Records in a dataset
============================================================
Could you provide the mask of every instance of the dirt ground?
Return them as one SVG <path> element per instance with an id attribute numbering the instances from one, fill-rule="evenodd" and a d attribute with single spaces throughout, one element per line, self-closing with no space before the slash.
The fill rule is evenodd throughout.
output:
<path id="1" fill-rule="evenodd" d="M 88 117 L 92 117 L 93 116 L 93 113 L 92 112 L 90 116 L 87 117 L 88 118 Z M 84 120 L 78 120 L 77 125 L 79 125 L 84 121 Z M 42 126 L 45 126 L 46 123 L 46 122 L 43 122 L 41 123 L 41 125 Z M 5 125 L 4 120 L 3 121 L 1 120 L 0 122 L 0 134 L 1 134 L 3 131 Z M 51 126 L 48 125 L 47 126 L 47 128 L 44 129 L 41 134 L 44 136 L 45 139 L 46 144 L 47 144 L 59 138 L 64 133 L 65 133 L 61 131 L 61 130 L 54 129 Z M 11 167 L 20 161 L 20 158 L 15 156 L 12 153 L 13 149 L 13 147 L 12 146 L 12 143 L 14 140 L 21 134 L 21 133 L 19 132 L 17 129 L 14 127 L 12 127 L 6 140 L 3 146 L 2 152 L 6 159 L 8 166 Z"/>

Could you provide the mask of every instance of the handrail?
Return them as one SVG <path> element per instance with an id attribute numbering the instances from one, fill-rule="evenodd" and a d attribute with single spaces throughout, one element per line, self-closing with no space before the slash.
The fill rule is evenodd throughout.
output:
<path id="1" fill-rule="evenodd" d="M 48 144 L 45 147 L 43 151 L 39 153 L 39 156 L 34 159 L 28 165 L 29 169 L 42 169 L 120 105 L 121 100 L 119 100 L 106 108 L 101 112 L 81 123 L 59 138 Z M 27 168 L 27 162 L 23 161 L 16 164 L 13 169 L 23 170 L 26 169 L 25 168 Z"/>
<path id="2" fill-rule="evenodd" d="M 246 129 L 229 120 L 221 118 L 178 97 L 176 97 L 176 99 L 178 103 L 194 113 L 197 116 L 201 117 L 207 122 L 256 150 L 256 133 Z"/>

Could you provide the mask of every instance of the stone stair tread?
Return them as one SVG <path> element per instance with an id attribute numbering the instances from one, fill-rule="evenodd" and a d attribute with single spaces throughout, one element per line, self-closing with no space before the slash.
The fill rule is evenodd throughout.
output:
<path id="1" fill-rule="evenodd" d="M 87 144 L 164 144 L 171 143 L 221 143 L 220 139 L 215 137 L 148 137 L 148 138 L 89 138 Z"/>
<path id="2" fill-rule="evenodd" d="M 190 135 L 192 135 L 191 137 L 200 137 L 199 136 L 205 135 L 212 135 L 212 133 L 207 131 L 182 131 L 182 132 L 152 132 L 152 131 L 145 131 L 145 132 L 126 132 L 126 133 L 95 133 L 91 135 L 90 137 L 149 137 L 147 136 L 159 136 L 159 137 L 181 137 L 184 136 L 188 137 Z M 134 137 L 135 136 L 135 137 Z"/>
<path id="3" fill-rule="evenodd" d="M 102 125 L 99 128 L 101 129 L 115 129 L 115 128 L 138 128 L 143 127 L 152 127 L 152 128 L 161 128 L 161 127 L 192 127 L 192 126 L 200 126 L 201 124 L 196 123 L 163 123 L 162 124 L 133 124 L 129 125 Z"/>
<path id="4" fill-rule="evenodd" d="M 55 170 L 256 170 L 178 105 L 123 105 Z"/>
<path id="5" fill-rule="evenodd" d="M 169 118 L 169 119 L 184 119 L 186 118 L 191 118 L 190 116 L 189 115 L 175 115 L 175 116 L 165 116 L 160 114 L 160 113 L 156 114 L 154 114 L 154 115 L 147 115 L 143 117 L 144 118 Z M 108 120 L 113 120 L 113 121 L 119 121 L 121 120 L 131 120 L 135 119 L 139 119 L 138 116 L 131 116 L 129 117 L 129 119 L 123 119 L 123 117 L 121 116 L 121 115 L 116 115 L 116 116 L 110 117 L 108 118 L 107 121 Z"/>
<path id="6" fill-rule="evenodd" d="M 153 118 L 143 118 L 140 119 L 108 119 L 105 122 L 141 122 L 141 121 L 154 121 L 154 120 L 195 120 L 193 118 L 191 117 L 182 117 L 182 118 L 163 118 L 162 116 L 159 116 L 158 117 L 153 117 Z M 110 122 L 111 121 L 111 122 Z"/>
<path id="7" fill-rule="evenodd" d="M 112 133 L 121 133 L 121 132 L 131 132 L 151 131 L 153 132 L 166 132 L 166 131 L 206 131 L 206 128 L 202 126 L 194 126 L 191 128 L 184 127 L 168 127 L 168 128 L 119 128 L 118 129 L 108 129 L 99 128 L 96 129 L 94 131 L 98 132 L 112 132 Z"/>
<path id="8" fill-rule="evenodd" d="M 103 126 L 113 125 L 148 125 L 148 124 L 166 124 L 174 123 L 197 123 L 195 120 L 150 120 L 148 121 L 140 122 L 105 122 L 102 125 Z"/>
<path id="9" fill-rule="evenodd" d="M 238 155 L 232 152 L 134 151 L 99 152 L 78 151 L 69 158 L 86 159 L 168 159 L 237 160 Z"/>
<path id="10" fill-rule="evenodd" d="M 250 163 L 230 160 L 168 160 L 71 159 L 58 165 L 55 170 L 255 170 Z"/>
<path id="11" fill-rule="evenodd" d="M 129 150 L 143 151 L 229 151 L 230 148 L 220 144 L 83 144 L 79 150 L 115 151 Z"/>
============================================================
**Aim of the exercise:** Rewrite all the material above, replacing each "Could you provide" with "Can you give" and leaving everything else unchanged.

**Task solution:**
Can you give the mask of every instance of the dirt ground?
Return them as one SVG <path> element per instance with an id attribute numbering the instances from one, fill-rule="evenodd" and a d attribute with single spaces throughout, one element per line, self-closing with no space before the slash.
The fill rule is evenodd throughout.
output:
<path id="1" fill-rule="evenodd" d="M 88 117 L 92 117 L 93 116 L 93 113 L 92 112 L 90 116 L 87 117 L 88 118 Z M 84 120 L 78 120 L 77 125 L 79 125 L 84 121 Z M 42 126 L 45 126 L 46 123 L 46 122 L 43 122 L 41 123 L 41 125 Z M 5 125 L 4 120 L 3 121 L 1 120 L 0 122 L 0 134 L 1 134 L 3 131 Z M 51 126 L 48 125 L 47 126 L 47 128 L 44 129 L 41 134 L 44 136 L 45 139 L 46 144 L 47 144 L 59 138 L 64 133 L 65 133 L 61 131 L 61 130 L 54 129 Z M 11 167 L 20 161 L 20 158 L 15 156 L 12 153 L 13 149 L 13 147 L 12 146 L 12 143 L 14 140 L 21 134 L 21 133 L 19 132 L 17 129 L 14 127 L 12 127 L 6 140 L 3 146 L 2 152 L 6 159 L 8 166 Z"/>

Can you give the mask of every instance of the handrail?
Return them as one SVG <path> element per instance with an id attribute numbering the instances from one, fill-rule="evenodd" and a d attribute with single spaces throughout, one element per line, self-closing with no space before the slash.
The fill rule is evenodd throughout.
output:
<path id="1" fill-rule="evenodd" d="M 48 144 L 45 147 L 43 151 L 39 153 L 39 156 L 34 159 L 28 165 L 29 169 L 42 169 L 120 105 L 121 100 L 119 100 L 106 108 L 101 112 L 81 123 L 59 138 Z M 27 168 L 27 162 L 23 161 L 16 164 L 13 169 L 23 170 L 26 169 L 25 168 Z"/>
<path id="2" fill-rule="evenodd" d="M 246 129 L 229 120 L 221 118 L 178 97 L 176 97 L 176 99 L 178 103 L 194 113 L 197 116 L 201 117 L 207 122 L 256 150 L 256 133 Z"/>

Can you give the mask of every instance of the stone stair tread?
Return them as one SVG <path> element per instance with an id attribute numbering the instances from one, fill-rule="evenodd" and a d attribute with single spaces throughout, one element per line, self-closing with no space before the slash.
The fill rule is evenodd throughout.
output:
<path id="1" fill-rule="evenodd" d="M 87 144 L 164 144 L 171 143 L 221 143 L 220 139 L 215 137 L 148 137 L 148 138 L 89 138 Z"/>
<path id="2" fill-rule="evenodd" d="M 190 135 L 192 135 L 191 137 L 200 137 L 199 136 L 205 135 L 212 135 L 212 133 L 207 131 L 182 131 L 182 132 L 152 132 L 152 131 L 145 131 L 145 132 L 126 132 L 126 133 L 95 133 L 91 135 L 90 137 L 149 137 L 147 136 L 159 136 L 159 137 L 181 137 L 184 136 L 188 137 Z M 134 137 L 135 136 L 135 137 Z"/>
<path id="3" fill-rule="evenodd" d="M 102 125 L 99 128 L 101 129 L 115 129 L 115 128 L 138 128 L 143 127 L 152 127 L 152 128 L 161 128 L 161 127 L 192 127 L 192 126 L 200 126 L 201 124 L 196 123 L 163 123 L 162 124 L 133 124 L 129 125 Z"/>
<path id="4" fill-rule="evenodd" d="M 55 170 L 256 170 L 178 105 L 123 105 Z"/>
<path id="5" fill-rule="evenodd" d="M 169 118 L 169 119 L 184 119 L 186 118 L 191 118 L 190 116 L 189 115 L 175 115 L 175 116 L 165 116 L 160 114 L 160 113 L 156 114 L 154 114 L 154 115 L 147 115 L 143 117 L 144 118 Z M 108 120 L 113 120 L 113 121 L 119 121 L 121 120 L 131 120 L 135 119 L 139 119 L 138 116 L 131 116 L 129 117 L 129 119 L 123 119 L 123 117 L 121 116 L 121 115 L 116 115 L 116 116 L 110 117 L 108 118 L 107 121 Z"/>
<path id="6" fill-rule="evenodd" d="M 153 118 L 143 118 L 140 119 L 108 119 L 105 122 L 141 122 L 141 121 L 154 121 L 154 120 L 195 120 L 193 118 L 191 117 L 182 117 L 182 118 L 163 118 L 162 116 L 159 116 L 158 117 L 153 117 Z M 110 122 L 111 121 L 111 122 Z"/>
<path id="7" fill-rule="evenodd" d="M 112 133 L 121 133 L 121 132 L 131 132 L 151 131 L 153 132 L 166 132 L 166 131 L 206 131 L 206 128 L 202 126 L 194 126 L 191 128 L 184 127 L 168 127 L 168 128 L 119 128 L 118 129 L 108 129 L 99 128 L 96 129 L 94 131 L 98 132 L 112 132 Z"/>
<path id="8" fill-rule="evenodd" d="M 103 126 L 113 125 L 148 125 L 148 124 L 166 124 L 174 123 L 197 123 L 195 120 L 150 120 L 148 121 L 140 122 L 105 122 L 102 125 Z"/>
<path id="9" fill-rule="evenodd" d="M 238 155 L 232 152 L 134 151 L 99 152 L 78 151 L 69 158 L 86 159 L 168 159 L 237 160 Z"/>
<path id="10" fill-rule="evenodd" d="M 250 163 L 230 160 L 168 160 L 71 159 L 58 165 L 55 170 L 255 170 Z"/>
<path id="11" fill-rule="evenodd" d="M 129 150 L 143 151 L 229 151 L 230 148 L 220 144 L 83 144 L 79 150 L 115 151 Z"/>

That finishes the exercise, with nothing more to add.